* Assignment
As soon as the line containing "Point out the green grass" appears in the material below, start returning lines exactly, and end with the line containing "[(466, 110), (256, 122), (433, 8), (199, 32)]".

* Material provided
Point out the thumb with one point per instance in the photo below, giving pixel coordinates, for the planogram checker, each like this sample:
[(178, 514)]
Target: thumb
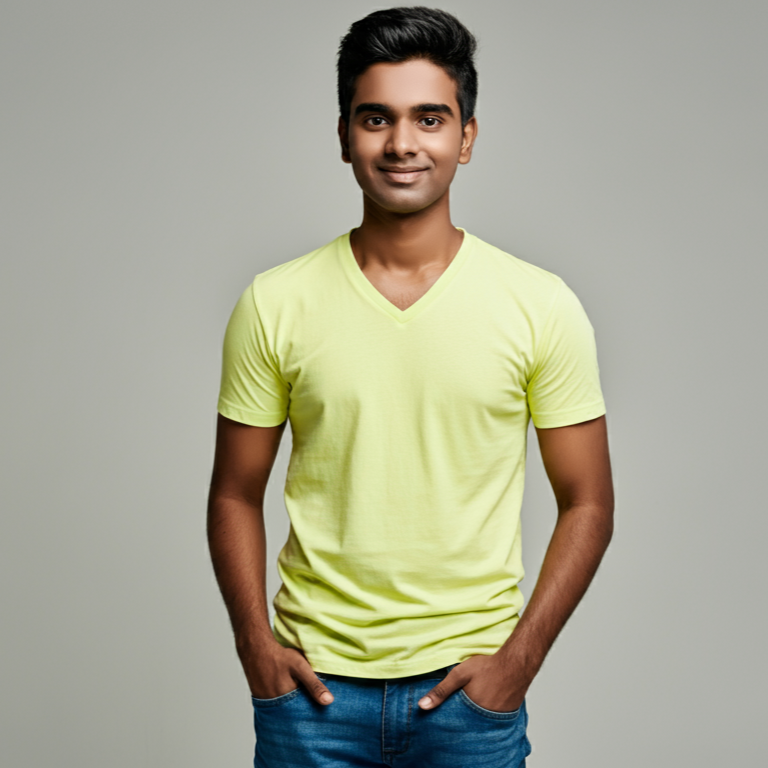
[(315, 686), (441, 691)]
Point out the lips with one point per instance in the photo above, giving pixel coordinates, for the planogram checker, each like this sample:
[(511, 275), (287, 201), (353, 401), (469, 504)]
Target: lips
[(403, 174)]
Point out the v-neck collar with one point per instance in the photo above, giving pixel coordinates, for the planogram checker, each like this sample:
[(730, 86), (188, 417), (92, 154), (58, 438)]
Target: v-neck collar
[(366, 287)]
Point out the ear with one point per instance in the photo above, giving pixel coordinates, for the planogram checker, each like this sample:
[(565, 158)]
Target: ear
[(468, 140), (344, 139)]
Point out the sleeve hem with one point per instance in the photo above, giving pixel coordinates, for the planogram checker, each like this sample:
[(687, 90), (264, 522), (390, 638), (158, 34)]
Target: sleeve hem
[(252, 418), (571, 416)]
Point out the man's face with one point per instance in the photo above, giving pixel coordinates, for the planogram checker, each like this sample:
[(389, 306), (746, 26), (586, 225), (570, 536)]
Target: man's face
[(405, 117)]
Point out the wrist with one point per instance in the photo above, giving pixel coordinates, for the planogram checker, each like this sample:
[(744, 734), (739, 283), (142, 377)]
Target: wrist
[(524, 657)]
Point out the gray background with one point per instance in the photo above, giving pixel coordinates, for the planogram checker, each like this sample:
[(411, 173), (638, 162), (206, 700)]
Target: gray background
[(157, 155)]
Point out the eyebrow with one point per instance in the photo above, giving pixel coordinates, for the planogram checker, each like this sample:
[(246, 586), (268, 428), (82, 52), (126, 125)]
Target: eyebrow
[(370, 106)]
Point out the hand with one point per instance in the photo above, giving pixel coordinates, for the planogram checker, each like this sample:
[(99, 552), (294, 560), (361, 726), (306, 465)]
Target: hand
[(490, 681), (273, 670)]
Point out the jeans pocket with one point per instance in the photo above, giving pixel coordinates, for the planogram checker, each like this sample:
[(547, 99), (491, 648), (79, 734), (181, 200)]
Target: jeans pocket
[(489, 713), (276, 700)]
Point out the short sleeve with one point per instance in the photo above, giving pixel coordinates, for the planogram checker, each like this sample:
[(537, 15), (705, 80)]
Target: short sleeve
[(564, 385), (252, 390)]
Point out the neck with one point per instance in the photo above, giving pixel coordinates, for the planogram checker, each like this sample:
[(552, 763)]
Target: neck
[(405, 241)]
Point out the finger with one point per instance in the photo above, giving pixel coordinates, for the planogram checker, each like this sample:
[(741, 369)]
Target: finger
[(315, 685), (440, 692)]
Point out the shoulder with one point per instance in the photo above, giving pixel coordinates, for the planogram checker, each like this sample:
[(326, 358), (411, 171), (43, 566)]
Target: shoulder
[(529, 285), (295, 278)]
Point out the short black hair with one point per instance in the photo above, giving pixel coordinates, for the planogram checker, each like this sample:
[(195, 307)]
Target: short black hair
[(410, 32)]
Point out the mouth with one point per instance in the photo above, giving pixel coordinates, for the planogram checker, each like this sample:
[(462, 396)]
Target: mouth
[(403, 176)]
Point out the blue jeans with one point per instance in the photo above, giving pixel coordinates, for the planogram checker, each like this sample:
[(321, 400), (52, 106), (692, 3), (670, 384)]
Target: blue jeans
[(375, 723)]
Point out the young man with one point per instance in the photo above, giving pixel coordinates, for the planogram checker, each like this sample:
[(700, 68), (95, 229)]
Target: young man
[(409, 356)]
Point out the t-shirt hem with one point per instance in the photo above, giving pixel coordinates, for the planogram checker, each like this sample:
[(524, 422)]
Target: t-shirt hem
[(369, 669), (252, 418), (571, 416)]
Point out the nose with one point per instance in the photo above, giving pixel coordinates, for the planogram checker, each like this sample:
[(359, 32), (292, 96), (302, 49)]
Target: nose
[(403, 139)]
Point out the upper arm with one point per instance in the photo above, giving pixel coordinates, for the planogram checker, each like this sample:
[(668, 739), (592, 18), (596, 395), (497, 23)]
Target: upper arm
[(577, 463), (243, 459)]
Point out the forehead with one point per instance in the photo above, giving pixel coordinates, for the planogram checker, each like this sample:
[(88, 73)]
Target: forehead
[(405, 83)]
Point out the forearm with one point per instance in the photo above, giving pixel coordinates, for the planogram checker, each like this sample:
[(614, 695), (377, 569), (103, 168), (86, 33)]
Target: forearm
[(237, 543), (580, 538)]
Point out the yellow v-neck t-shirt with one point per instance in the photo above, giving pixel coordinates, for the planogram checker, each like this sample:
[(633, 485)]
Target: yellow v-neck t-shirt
[(409, 430)]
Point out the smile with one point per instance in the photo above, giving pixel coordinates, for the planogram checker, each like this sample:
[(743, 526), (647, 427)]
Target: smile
[(404, 176)]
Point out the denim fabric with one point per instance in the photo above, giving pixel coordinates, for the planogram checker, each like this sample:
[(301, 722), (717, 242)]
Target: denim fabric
[(374, 723)]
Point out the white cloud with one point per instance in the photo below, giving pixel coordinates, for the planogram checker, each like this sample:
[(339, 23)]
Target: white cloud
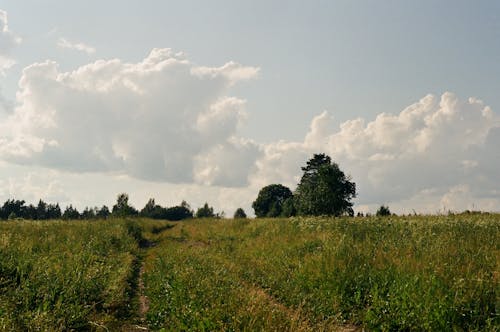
[(431, 147), (64, 43), (167, 120), (152, 120), (7, 41)]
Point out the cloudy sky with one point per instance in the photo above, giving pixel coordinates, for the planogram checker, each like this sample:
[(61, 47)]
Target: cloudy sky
[(210, 101)]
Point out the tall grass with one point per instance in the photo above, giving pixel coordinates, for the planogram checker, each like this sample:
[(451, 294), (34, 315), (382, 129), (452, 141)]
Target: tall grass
[(64, 275), (412, 273)]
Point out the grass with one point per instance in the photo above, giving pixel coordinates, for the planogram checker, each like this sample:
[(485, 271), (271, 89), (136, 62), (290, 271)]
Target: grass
[(412, 273), (420, 273), (64, 275)]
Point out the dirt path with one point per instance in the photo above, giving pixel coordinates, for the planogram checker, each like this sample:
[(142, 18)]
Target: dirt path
[(143, 299)]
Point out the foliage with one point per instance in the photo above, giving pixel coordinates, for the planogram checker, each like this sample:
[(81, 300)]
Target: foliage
[(64, 276), (383, 211), (70, 213), (239, 214), (205, 212), (270, 200), (179, 212), (324, 189), (122, 208), (414, 273)]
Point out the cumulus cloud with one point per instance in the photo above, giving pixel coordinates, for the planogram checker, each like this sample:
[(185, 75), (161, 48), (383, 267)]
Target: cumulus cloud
[(64, 43), (7, 41), (166, 119), (153, 120), (443, 147)]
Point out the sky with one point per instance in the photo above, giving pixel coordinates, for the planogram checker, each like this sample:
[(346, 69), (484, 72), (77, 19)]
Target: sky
[(210, 101)]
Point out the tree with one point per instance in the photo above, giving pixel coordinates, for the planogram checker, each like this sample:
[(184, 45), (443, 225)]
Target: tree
[(88, 213), (383, 211), (70, 213), (122, 208), (41, 210), (270, 200), (324, 189), (53, 211), (178, 213), (148, 209), (12, 206), (205, 212), (288, 208), (239, 214), (103, 212)]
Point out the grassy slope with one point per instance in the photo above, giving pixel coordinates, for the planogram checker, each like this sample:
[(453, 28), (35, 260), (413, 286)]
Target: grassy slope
[(69, 275), (414, 273)]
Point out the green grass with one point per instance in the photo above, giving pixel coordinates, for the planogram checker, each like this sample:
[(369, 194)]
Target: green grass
[(69, 275), (421, 273), (390, 274)]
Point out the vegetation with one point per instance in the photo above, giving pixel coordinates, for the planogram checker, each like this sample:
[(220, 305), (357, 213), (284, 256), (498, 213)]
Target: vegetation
[(205, 212), (431, 273), (239, 214), (411, 273), (270, 201), (65, 275), (383, 211), (324, 189)]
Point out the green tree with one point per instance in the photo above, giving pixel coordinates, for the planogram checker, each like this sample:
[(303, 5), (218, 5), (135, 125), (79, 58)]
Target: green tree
[(122, 208), (270, 200), (205, 212), (239, 214), (70, 213), (383, 211), (288, 208), (324, 189)]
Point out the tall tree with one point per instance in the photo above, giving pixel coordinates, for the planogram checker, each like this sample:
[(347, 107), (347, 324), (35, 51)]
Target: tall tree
[(270, 200), (205, 212), (239, 214), (324, 189), (122, 208)]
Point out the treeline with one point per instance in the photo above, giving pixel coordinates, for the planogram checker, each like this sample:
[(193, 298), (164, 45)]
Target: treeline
[(324, 189), (18, 209)]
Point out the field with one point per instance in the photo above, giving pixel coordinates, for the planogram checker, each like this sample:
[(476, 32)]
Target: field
[(436, 273)]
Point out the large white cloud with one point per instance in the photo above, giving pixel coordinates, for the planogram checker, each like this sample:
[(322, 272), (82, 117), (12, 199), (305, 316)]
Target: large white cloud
[(165, 119), (436, 154), (152, 120)]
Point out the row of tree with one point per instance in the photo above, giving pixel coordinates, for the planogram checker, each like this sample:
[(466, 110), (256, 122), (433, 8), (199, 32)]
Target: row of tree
[(324, 189), (14, 209)]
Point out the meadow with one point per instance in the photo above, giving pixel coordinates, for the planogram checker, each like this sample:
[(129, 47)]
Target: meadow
[(414, 273)]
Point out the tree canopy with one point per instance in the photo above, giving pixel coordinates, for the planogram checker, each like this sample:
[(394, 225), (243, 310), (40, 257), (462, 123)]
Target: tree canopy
[(205, 212), (270, 200), (239, 214), (324, 189)]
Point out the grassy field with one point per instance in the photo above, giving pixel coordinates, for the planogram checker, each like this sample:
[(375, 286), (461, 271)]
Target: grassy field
[(438, 273)]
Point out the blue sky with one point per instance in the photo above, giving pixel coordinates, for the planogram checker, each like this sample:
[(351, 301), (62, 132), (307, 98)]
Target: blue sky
[(353, 59)]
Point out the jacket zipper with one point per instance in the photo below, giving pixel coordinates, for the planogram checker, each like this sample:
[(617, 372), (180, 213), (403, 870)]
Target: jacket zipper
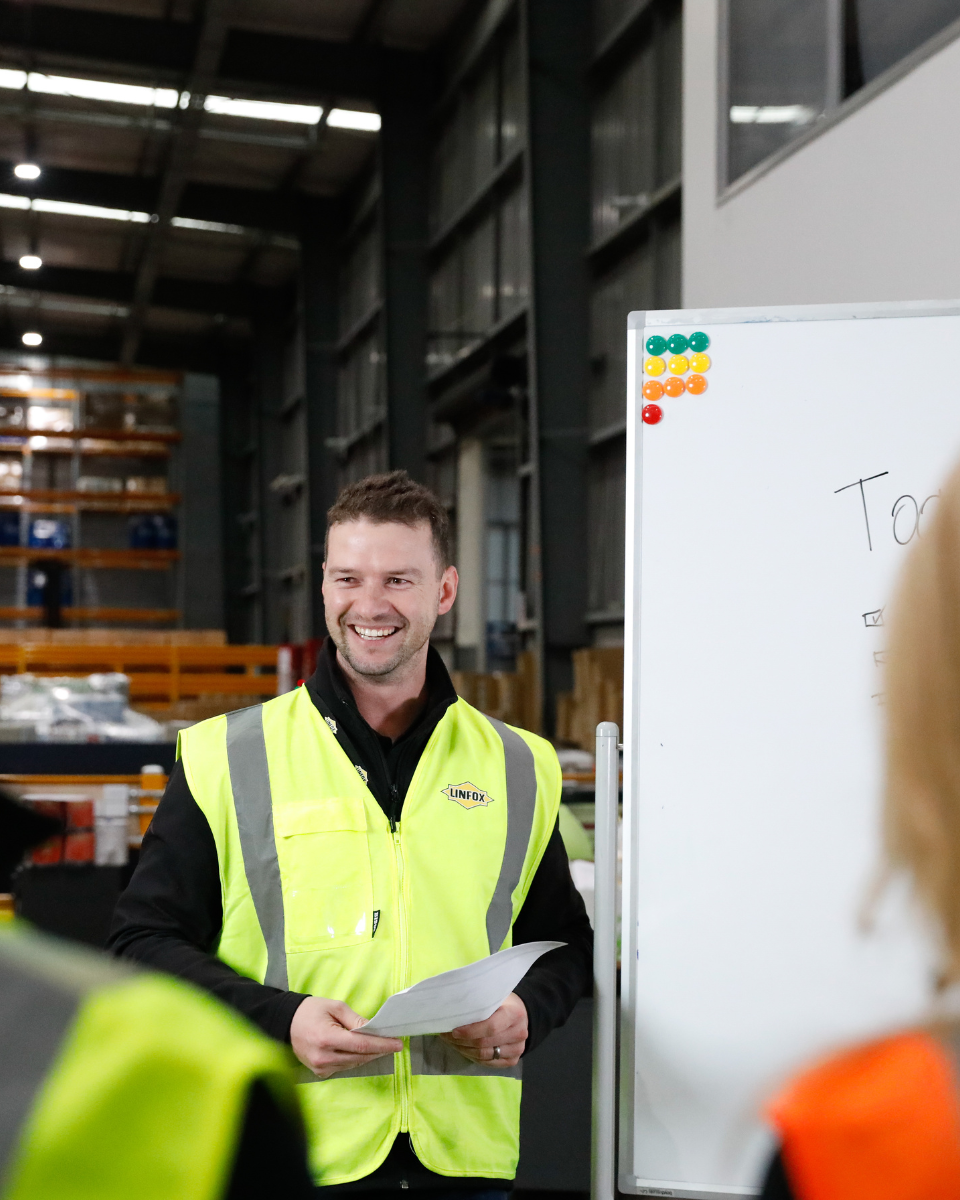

* Exercise answer
Point out the green grass with one point per instance in the photo above, giving pixel coordinates, for the planogram checker, each like this sample:
[(369, 194)]
Target: green grass
[(69, 275), (421, 273), (390, 274)]
Point out the vegetation with one point per instance in the photo above, giving pixel coordinates, for the planogram checker, each like this sample:
[(220, 305), (357, 213), (284, 256), (498, 213)]
Target: vegetation
[(205, 212), (431, 273), (239, 214), (411, 273), (270, 201), (65, 275), (383, 211), (324, 189)]
Point out the green tree with one point per instance in the photo above, giving pixel coordinates, for the planogram checker, each like this sample:
[(303, 5), (218, 5), (135, 125), (79, 58)]
Target: green tree
[(122, 208), (270, 200), (205, 212), (239, 214), (70, 213), (383, 211), (288, 208), (324, 189)]
Point out the tall tree with one point per instance in the photo above, giving pixel coordinates, for the planogram checker, each like this sample:
[(347, 107), (347, 324), (35, 51)]
Target: tall tree
[(270, 200), (205, 212), (239, 214), (324, 189), (122, 208)]
Point out the treeline with one point per instance in the photo above, giving pixel coordinates, for the planogram checker, each like this sample:
[(193, 298), (164, 45)]
Target: treeline
[(324, 189), (18, 209)]
Point out the field with one point per instance in the photo above, giving pixel coordinates, for the planogram checker, each like this sample:
[(476, 32)]
Target: field
[(436, 273)]
Point out the large white cloud with one point per instance in the photo above, giving pixel coordinates, for the planogram checker, each like this sample:
[(322, 272), (82, 117), (12, 199), (305, 316)]
Target: large white cloud
[(165, 119), (436, 154), (152, 120)]
Point out the row of tree with one point per instance in the photo above, giving pixel coordinates, for the planogram checker, each like this sample:
[(466, 110), (256, 122), (433, 8), (199, 32)]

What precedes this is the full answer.